■ INSTRUCTIONS TO FOLLOW
Recast the material below as a Markdown table with two columns, "No." and "Text", giving each non-blank line its own numbered row. Leave the pictures out of the table.

--- START DATA LINES ---

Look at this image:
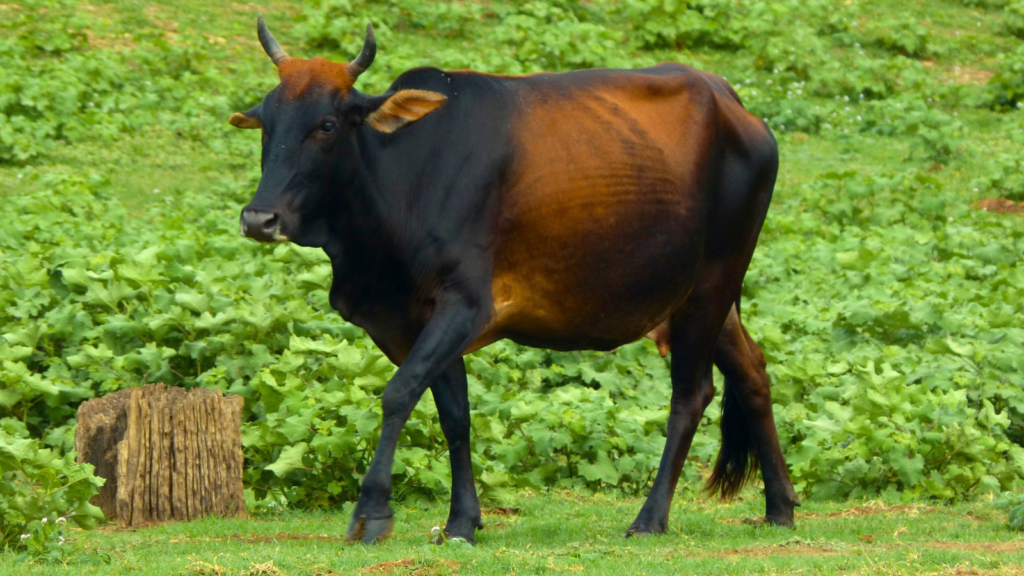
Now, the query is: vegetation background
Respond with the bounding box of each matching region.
[0,0,1024,574]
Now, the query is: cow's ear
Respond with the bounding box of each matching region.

--- END DATA LINES ---

■ RESPONSE BELOW
| No. | Text |
|---|---|
| 1 | Look at this image: |
| 2 | Now, the query is: vegetation background |
| 3 | Respond with the bounding box of each matching region. |
| 4 | [0,0,1024,574] |
| 5 | Now, the query is: cow's ear |
| 6 | Respond with the bounding box of each matching region. |